Perintah Tugas:
Tuliskan lanjutan teks tentang perlawanan rakyat Indonesia terhadap bangsa Barat di bawah ini, mulai tepat setelah kalimat terakhirnya.

Bahan Ulangan Harian III Sejarah Wajib Kelas XI Rabu, 04 November 2015...
Anak-anak “sekolahan” itu bergerak, pelan
tapi pasti menuju Indonesia….
Teman-teman, beberapa bulan yg lalu kita sudah memulai
pembahasan tentang awal mula kedatangan bangsa barat ke Indonesia. Kita juga
sudah membahas bahwa pada awalnya mereka hanya berdagang sekaligus membeli
rempah-rempah yg pada saat itu hanya tumbuh di Indonesia.
Kita juga
sudah bahas, bahwa pada akhirnya mereka tidak hanya ingin berdagang dan
menguasai perdagangan di Indonesia, mereka sekaligus ingin menguasai Indonesia
agar semua hasil bumi Indonesia terutama rempah2 dapat mereka ambil tanpa harus
repot-repot berdagang.
Lama
kelamaan nenek moyang kita yang hidup pada masa itu jengah dan marah kepada
bangsa Belanda. Dengan keterbatasan senjata, mereka mencoba mengusir dan
melawan Belanda. Kita sudah buatkan sebuah majalah dinding tentang mereka.
Kita tahu
bahwa Raja Ternate, Sultan Khairun
gagal mengusir Portugis dari Maluku, anaknya yg bernama Sultan Baabullah lah yg berhasil mengusir Portugis, tapi ternyata
musuh yg lebih besar akan datang yaitu orang-orang Belanda.
Kita tahu sejak dipimpin Sultan Ali Mughayat Syah hingga Sultan Iskandar Muda, rakyat Aceh melakukan perlawanan terhadap
Portugis. Kita juga tahu ratusan tahun kemudian rakyat Aceh melakukan
perlawanan yang sama terhadap Belanda di bawah pimpinan Cut NYak Dhien dan
Teuku Umar.
Kita tahu
bahwa Rakyat Jawa melakukan perlawanan bersenjata melawan Belanda dipimpin oleh
Pangeran Diponegoro. Kita juga tahu bahwa strategi Benteng Stelsel mampu memadamkan
perlawanan Diponegoro, hingga dia ditangkap dan diasingkan ke Batavia, kemudian
ke Manado dan akhirnya ke Makassar sampai akhir hayatnya.

Entri anotasi titik pada gambar:

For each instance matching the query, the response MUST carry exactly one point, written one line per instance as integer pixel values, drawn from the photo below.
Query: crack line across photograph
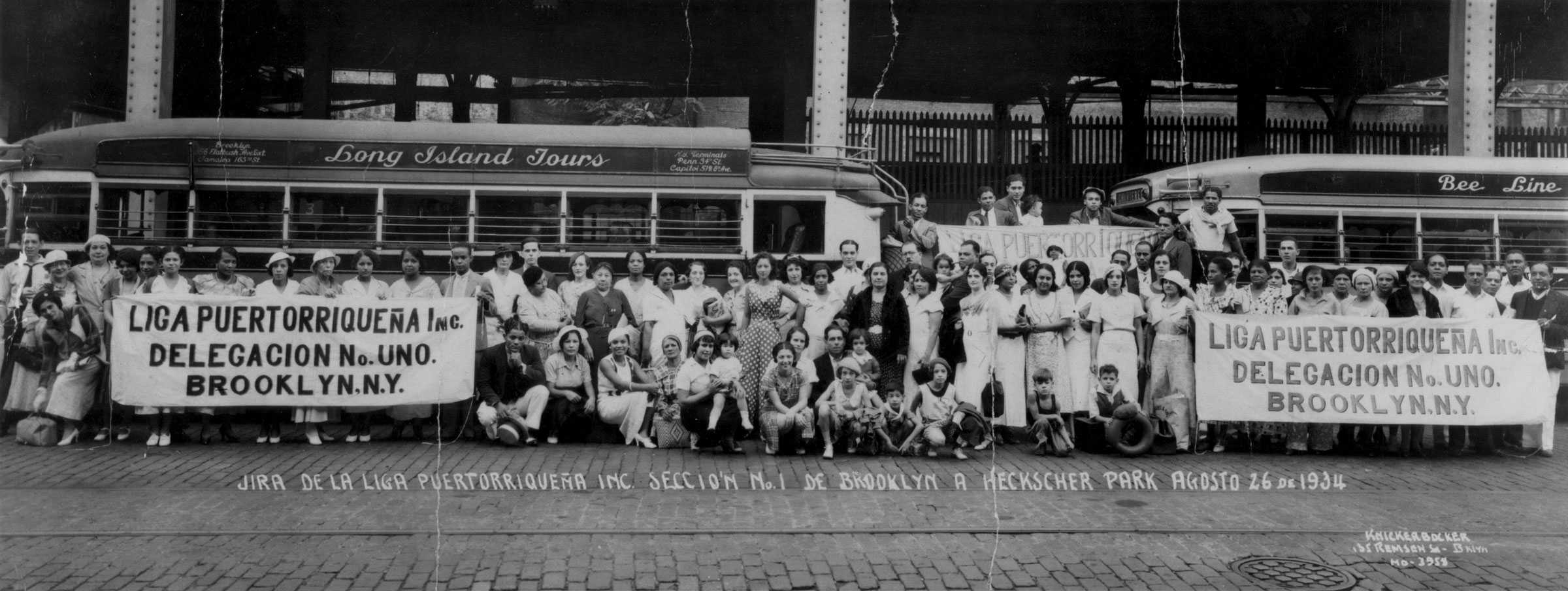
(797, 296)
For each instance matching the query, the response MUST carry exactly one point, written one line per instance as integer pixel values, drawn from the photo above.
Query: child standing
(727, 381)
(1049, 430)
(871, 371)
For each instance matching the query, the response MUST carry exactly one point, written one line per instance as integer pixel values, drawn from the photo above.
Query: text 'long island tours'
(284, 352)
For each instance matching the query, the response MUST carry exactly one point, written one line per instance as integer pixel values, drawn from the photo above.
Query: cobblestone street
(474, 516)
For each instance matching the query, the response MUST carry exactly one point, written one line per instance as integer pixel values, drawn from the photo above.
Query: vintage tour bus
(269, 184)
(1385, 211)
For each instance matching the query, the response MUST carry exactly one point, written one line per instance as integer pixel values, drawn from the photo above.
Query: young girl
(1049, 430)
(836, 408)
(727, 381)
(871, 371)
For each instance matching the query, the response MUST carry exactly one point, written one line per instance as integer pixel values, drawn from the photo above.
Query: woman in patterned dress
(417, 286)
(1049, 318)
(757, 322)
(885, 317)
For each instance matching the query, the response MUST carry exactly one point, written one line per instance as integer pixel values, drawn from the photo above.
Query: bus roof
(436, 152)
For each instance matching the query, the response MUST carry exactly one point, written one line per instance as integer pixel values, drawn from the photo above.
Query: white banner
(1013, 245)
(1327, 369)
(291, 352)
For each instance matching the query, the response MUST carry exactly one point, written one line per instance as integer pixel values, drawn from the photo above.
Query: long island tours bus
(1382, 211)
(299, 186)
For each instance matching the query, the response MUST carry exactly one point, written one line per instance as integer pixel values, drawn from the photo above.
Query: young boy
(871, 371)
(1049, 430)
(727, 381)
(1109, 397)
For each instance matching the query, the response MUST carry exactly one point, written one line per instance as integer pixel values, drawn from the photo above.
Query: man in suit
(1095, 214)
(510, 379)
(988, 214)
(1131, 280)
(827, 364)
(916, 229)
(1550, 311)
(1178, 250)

Jawaban Tugas:
Banyak, ya
banyak sekali. Sebutlah lagi, Sultan Hasanuddin dari Makassar, Ageng Tirtayasa
dari Banten, Pattimura dari Ambon, Imam Bonjol dari Sumatera Barat,
SIsingamangaraja dari Tanah Batak. Dan ribuan bahkan jutaan nenek moyang kita
yang berjuang memanggul senjata melawan Belanda. Tujuan mereka semua sama:
“MENGUSIR BELANDA DARI TANAH MEREKA. MENGUSIR BELANDA YANG
TIDAK PUNYA HAK APA-APA DI TANAH INDONESIA TAPI BERLAKU SEPERTI TUAN DAN
PENGUASA…”
Meskipun
kenyataannya perlawanan sederet Pahlawan kita tersebut belum mampu mengusir
Belanda, mereka telah memberikan pesan besar kepada Belanda bahwa ada “DARAH”
perlawanan terhadap penindasan di tubuh orang-orang Indonesia.
Sekitar
abad awal Abad ke 20 (tahun 1900an) perjuangan mereka yg telah disebut di atas
dilanjutkan oleh para pemuda terpelajar Indonesia. Namun kali ini perlawanannya
berbeda dengan perlawanan sebelumnya. JIka sebelumnya, menggunakan senjata dan
bilah pedang, kali ini memakai “senjata” pikiran dan ilmu pengetahuan.
Jika dulu
pemimpin perjuangan mengusir Belanda adalah Raja dan Sultan, kali ini (Abad ke
20) dimotori oleh orang-orang sekolahan (terpelajar), atau anak-anak muda
Indonesia yang sudah belajar di sekolah-sekolah Belanda dan sebagian kuliah di
negeri Belanda di ERopa sana. Mereka yang terpelajar ini melakukan sebuah
gerakan baru menuju kemerdekaan yang disebut PERGERAKAN NASIONAL.
Pergerakan nasional
merupakan sebuah cara baru untuk
mengusir belanda dari Indonesia tanpa melalui cara kekerasan dan pertumpahan
darah.
Pak,
kenapa ya tiba-tiba perlawanan terhadap Belanda itu berubah drastis? Kan dulu
kesan perlawanan kita itu “maskulin”. Perlawanan lewat Perang dan angkat
senjata. Kenapa sekarang berubah total, dan apakah nanti perlawanan jenis baru
ini bisa berhasil mengusir Belanda dari Indonesia??
Ya, jadi
gini. Tidak semua juga orang2 Belanda itu sejahat yg kita bayangkan. Di
kalangan orang-orang Belanda sendiri, ada orang2 yg ga setuju atas “penindasan”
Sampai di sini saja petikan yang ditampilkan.